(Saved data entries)

------------------------

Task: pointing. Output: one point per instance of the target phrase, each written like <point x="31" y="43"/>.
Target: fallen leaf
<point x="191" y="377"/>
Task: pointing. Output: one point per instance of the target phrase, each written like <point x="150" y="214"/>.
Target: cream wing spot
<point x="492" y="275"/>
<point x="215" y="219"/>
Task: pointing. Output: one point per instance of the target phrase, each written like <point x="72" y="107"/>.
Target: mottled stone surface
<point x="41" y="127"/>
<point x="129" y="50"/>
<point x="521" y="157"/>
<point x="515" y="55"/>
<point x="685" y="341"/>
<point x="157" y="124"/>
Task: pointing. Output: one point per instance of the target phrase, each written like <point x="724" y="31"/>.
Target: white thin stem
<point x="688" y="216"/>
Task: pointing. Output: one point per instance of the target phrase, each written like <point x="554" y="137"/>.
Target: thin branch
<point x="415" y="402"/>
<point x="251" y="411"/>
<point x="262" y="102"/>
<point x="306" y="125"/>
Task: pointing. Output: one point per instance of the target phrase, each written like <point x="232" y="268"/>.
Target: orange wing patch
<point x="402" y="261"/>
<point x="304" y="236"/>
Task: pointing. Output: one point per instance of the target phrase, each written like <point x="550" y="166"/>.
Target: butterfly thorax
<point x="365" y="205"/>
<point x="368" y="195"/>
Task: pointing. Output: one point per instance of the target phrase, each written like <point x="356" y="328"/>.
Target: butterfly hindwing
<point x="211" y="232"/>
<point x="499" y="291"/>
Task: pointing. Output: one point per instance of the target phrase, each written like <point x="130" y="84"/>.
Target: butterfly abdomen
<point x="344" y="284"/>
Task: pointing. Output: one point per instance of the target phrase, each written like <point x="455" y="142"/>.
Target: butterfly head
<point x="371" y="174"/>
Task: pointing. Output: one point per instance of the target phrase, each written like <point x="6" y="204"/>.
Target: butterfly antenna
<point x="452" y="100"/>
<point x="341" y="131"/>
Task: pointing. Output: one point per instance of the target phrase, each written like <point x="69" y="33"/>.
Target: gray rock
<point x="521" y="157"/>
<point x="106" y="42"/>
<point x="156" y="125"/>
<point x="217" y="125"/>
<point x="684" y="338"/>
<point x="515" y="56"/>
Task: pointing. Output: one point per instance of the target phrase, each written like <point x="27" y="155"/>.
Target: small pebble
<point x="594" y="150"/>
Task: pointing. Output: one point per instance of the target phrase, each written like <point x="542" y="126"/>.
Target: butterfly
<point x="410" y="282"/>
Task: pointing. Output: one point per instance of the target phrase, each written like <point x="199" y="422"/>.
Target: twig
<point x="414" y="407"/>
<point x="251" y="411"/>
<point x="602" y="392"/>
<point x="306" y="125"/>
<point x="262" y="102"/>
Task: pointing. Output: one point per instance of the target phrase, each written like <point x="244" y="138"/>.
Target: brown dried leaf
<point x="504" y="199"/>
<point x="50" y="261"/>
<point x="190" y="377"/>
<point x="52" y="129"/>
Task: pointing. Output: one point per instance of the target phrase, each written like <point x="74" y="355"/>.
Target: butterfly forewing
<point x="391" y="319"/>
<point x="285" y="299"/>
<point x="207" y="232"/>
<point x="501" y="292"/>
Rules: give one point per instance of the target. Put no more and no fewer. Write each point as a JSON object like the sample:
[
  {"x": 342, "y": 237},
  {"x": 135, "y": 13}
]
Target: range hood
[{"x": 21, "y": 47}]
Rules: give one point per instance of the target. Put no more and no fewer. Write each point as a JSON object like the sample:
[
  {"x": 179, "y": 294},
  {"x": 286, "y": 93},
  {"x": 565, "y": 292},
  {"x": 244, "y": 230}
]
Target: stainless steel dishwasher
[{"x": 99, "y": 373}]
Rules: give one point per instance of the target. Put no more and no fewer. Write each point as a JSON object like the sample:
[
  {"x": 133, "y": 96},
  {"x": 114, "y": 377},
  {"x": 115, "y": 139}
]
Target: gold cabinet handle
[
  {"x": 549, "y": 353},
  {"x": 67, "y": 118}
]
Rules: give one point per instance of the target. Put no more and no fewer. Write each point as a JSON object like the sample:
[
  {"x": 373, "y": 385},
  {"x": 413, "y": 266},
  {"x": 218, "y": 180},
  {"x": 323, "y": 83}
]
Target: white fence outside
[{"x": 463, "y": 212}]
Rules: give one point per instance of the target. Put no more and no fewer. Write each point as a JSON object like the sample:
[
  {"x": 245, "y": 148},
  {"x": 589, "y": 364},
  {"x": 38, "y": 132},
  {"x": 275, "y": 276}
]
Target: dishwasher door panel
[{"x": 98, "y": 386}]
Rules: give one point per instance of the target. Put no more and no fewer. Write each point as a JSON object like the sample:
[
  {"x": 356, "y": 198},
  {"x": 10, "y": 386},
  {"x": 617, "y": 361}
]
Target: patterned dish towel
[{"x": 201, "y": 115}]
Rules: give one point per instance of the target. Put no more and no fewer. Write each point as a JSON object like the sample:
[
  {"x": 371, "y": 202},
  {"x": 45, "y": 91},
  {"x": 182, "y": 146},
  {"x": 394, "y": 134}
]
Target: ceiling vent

------------------------

- STATED TASK -
Reproduce each entry exactly, leaving out nothing.

- THE OUTPUT -
Task: pointing. Output: one point per instance of the target phrase, each written like <point x="31" y="43"/>.
Target: fallen leaf
<point x="191" y="377"/>
Task: pointing. Output: one point per instance of the target phrase, each written like <point x="150" y="214"/>.
Target: cream wing spot
<point x="492" y="275"/>
<point x="215" y="219"/>
Task: pointing. Output: one point per instance of the target phrase, each written like <point x="72" y="107"/>.
Target: mottled stone surface
<point x="41" y="127"/>
<point x="129" y="50"/>
<point x="521" y="157"/>
<point x="515" y="55"/>
<point x="685" y="341"/>
<point x="157" y="124"/>
Task: pointing. Output: one point per instance of the target phrase, each written like <point x="724" y="31"/>.
Target: white thin stem
<point x="688" y="216"/>
Task: pointing. Output: one point per instance of the target phrase, each written like <point x="554" y="137"/>.
Target: thin branch
<point x="415" y="402"/>
<point x="251" y="411"/>
<point x="262" y="102"/>
<point x="306" y="125"/>
Task: pointing. Output: one point per instance of the target phrase, each written like <point x="232" y="268"/>.
Target: orange wing patch
<point x="402" y="261"/>
<point x="304" y="236"/>
Task: pointing. Output: one point per instance of the target phrase, each written like <point x="550" y="166"/>.
Target: butterfly thorax
<point x="365" y="205"/>
<point x="368" y="195"/>
Task: pointing. Output: one point per instance of the target phrase, each written like <point x="356" y="328"/>.
Target: butterfly hindwing
<point x="211" y="232"/>
<point x="499" y="291"/>
Task: pointing. Output: one point per instance of the target phrase, each written like <point x="130" y="84"/>.
Target: butterfly abdomen
<point x="344" y="284"/>
Task: pointing. Output: one point per instance of the target phrase, each written like <point x="455" y="142"/>.
Target: butterfly head
<point x="371" y="174"/>
Task: pointing. Output: one point per instance of the target phrase, each written like <point x="6" y="204"/>.
Target: butterfly antenna
<point x="452" y="100"/>
<point x="341" y="131"/>
Task: pointing. Output: one point per instance of the target phrase, each written like <point x="69" y="33"/>.
Target: gray rock
<point x="521" y="157"/>
<point x="106" y="42"/>
<point x="156" y="125"/>
<point x="217" y="125"/>
<point x="684" y="338"/>
<point x="515" y="56"/>
Task: pointing. Output: one point per instance of the target phrase, each written like <point x="27" y="155"/>.
Target: small pebble
<point x="594" y="150"/>
Task: pointing. Output: one point per instance of the target phrase, each written like <point x="542" y="126"/>.
Target: butterfly
<point x="410" y="282"/>
Task: pointing. Output: one point per instance of the target phrase, each written like <point x="199" y="422"/>.
Target: twig
<point x="414" y="407"/>
<point x="251" y="411"/>
<point x="602" y="392"/>
<point x="306" y="125"/>
<point x="262" y="102"/>
Task: pointing. Output: one point per instance of the target phrase, each written like <point x="244" y="138"/>.
Target: brown dried leaf
<point x="504" y="199"/>
<point x="50" y="261"/>
<point x="190" y="377"/>
<point x="52" y="129"/>
Task: pointing. Output: one point per instance of the target phrase, each written like <point x="74" y="355"/>.
Target: butterfly forewing
<point x="391" y="319"/>
<point x="285" y="299"/>
<point x="207" y="232"/>
<point x="501" y="292"/>
Rules: give one point per instance of the target. Put no more and no fewer. Write each point as a JSON object like the sample:
[
  {"x": 342, "y": 237},
  {"x": 135, "y": 13}
]
Target: range hood
[{"x": 21, "y": 47}]
Rules: give one point per instance of the target. Put no more and no fewer. Write each point as a JSON object like the sample:
[
  {"x": 179, "y": 294},
  {"x": 286, "y": 93},
  {"x": 565, "y": 292},
  {"x": 244, "y": 230}
]
Target: stainless steel dishwasher
[{"x": 99, "y": 373}]
Rules: give one point per instance of the target. Put no more and no fewer. Write each point as a JSON object like the sample:
[
  {"x": 133, "y": 96},
  {"x": 114, "y": 377},
  {"x": 115, "y": 139}
]
Target: gold cabinet handle
[
  {"x": 549, "y": 353},
  {"x": 67, "y": 118}
]
Rules: give one point per instance of the target. Put no more and no fewer. Write each point as a JSON object like the sample:
[
  {"x": 373, "y": 385},
  {"x": 413, "y": 266},
  {"x": 218, "y": 180},
  {"x": 323, "y": 83}
]
Target: white fence outside
[{"x": 463, "y": 212}]
Rules: give one point per instance of the target. Put no more and no fewer. Write each point as a JSON object like the sample:
[
  {"x": 245, "y": 148},
  {"x": 589, "y": 364},
  {"x": 38, "y": 132},
  {"x": 275, "y": 276}
]
Target: dishwasher door panel
[{"x": 98, "y": 386}]
Rules: give one point per instance of the target. Put no more and no fewer. Write each point as a JSON object like the sample:
[
  {"x": 356, "y": 198},
  {"x": 10, "y": 386},
  {"x": 617, "y": 361}
]
Target: patterned dish towel
[{"x": 201, "y": 115}]
Rules: give one point per instance of the target. Put no more and no fewer. Write each point as a JSON object like the sample:
[
  {"x": 371, "y": 202},
  {"x": 45, "y": 91},
  {"x": 182, "y": 146},
  {"x": 394, "y": 134}
]
Target: ceiling vent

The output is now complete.